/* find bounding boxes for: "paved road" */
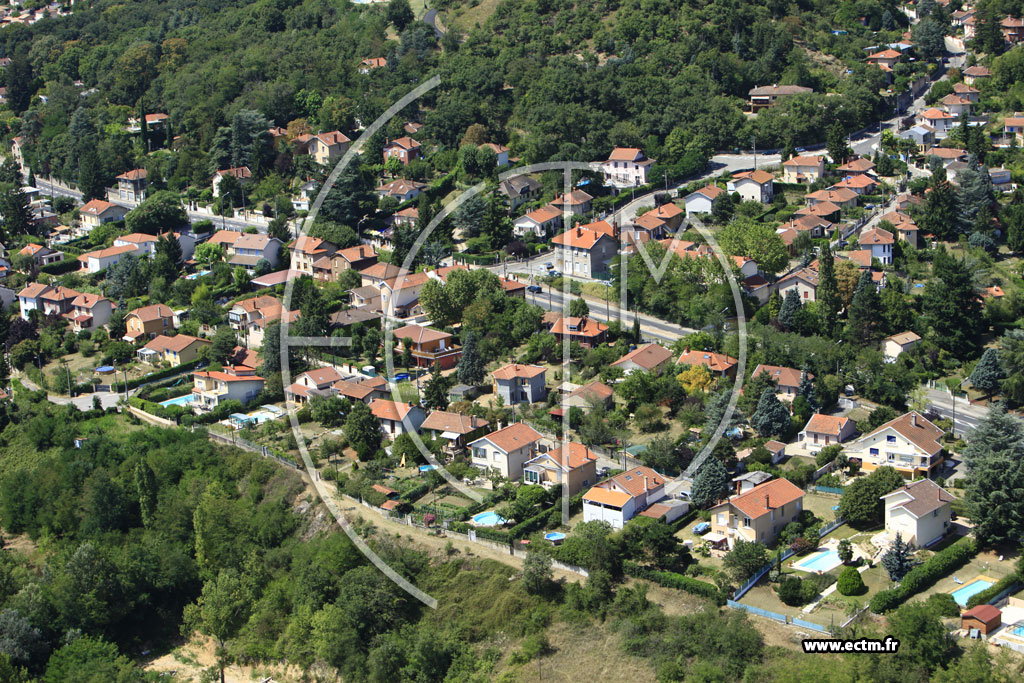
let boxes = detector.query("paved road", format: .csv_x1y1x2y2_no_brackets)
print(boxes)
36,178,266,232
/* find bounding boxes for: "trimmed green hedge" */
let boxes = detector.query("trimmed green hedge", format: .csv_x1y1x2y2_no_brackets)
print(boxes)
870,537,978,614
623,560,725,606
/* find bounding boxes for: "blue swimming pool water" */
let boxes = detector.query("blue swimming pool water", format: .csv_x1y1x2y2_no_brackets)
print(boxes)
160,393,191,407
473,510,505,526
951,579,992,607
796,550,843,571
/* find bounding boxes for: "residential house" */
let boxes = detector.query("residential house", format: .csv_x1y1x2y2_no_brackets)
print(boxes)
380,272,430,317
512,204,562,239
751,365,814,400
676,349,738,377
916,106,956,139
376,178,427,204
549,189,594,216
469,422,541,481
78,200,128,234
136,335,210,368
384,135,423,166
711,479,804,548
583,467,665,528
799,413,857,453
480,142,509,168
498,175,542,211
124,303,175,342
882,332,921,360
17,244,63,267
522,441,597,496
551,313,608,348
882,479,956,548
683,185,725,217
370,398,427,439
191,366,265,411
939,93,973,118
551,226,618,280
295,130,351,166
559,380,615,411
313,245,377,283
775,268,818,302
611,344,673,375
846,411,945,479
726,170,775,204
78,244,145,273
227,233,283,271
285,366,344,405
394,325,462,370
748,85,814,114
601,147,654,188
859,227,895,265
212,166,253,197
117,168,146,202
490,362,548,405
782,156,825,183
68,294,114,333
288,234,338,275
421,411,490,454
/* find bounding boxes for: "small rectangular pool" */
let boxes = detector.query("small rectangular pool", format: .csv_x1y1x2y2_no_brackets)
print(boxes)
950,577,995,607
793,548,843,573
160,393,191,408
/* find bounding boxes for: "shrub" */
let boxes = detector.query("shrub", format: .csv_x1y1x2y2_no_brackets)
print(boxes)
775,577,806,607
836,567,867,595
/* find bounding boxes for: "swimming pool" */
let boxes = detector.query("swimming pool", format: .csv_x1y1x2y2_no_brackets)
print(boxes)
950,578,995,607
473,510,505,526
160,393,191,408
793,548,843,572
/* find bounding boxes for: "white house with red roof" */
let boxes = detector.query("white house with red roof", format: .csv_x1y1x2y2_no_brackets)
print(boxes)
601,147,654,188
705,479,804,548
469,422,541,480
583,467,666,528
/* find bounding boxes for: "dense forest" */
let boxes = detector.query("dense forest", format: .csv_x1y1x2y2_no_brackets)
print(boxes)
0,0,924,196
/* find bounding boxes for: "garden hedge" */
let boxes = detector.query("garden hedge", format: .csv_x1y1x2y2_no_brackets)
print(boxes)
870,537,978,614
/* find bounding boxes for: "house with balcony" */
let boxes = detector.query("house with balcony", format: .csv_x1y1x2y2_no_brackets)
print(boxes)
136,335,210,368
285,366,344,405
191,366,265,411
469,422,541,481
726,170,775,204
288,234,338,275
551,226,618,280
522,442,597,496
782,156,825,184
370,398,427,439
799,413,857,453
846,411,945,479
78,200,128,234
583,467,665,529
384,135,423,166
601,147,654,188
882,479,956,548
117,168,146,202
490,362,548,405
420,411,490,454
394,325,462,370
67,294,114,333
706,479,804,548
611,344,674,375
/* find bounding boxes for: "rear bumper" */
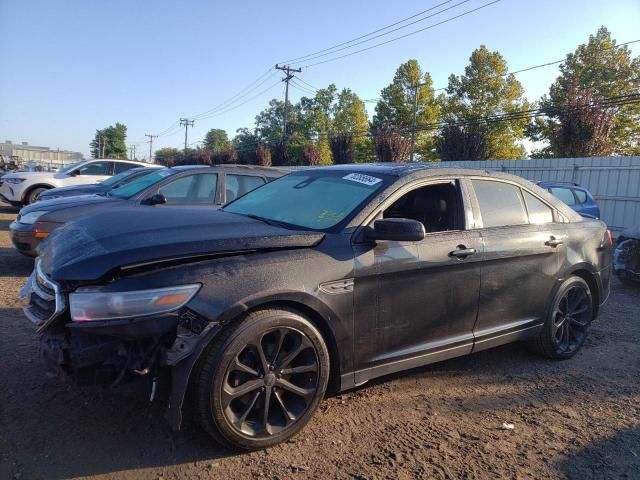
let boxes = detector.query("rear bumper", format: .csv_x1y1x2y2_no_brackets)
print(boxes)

━━━━━━━━━━━━━━━━━━━━

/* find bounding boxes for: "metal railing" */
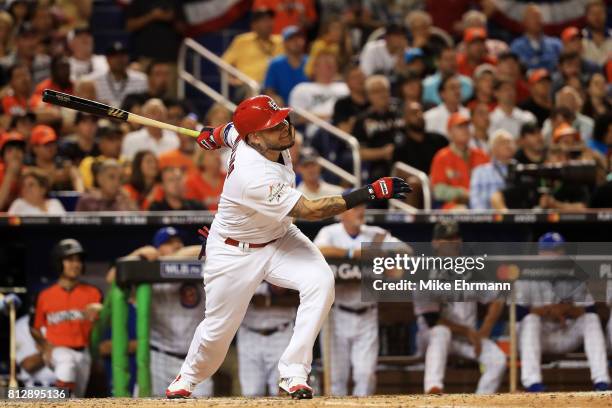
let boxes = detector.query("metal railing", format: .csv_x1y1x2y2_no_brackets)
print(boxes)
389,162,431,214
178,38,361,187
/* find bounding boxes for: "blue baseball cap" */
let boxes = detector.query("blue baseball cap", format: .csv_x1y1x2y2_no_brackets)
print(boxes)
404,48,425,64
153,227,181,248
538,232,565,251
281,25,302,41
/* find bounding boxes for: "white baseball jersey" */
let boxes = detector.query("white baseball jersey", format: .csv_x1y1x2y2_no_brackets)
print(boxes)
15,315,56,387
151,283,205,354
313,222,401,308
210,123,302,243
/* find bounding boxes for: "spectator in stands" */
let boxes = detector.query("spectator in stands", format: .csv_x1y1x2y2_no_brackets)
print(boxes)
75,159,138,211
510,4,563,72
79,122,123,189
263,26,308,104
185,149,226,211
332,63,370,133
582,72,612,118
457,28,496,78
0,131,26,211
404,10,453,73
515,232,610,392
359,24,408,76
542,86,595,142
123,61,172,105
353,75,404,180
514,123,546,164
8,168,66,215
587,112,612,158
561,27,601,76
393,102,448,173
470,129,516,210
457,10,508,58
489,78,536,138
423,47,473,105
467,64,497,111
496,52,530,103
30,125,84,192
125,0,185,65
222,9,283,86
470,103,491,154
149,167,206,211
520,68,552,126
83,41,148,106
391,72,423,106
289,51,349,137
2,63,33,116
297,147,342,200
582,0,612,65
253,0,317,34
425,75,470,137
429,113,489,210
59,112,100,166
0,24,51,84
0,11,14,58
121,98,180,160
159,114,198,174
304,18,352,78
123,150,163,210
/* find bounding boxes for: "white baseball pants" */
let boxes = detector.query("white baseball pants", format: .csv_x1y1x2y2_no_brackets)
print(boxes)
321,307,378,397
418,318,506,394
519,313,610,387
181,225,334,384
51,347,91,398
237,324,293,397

━━━━━━━━━━━━━━━━━━━━

Your task: Filter the material above and copy out every line that contains the word "paved".

Solution:
/* find bounding boxes for: "paved road" */
let boxes = detector.query("paved road", format: .csv_x1y1x2y2_no_brackets)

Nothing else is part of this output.